Data extracted from a collection
'''

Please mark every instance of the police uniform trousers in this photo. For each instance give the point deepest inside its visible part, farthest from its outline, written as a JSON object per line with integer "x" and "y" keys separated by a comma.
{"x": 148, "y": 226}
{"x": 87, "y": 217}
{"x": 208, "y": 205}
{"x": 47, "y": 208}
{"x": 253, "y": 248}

'''

| What needs to be done |
Transcribe each entry exactly as it appears.

| Answer box |
Please mark every instance of the police uniform trousers in this photo. For each instance give the point deepest inside its visible part, farthest from its outline, written as a JSON object per line with integer "x" and "y" keys separated by a comma.
{"x": 148, "y": 226}
{"x": 87, "y": 217}
{"x": 208, "y": 205}
{"x": 47, "y": 208}
{"x": 253, "y": 248}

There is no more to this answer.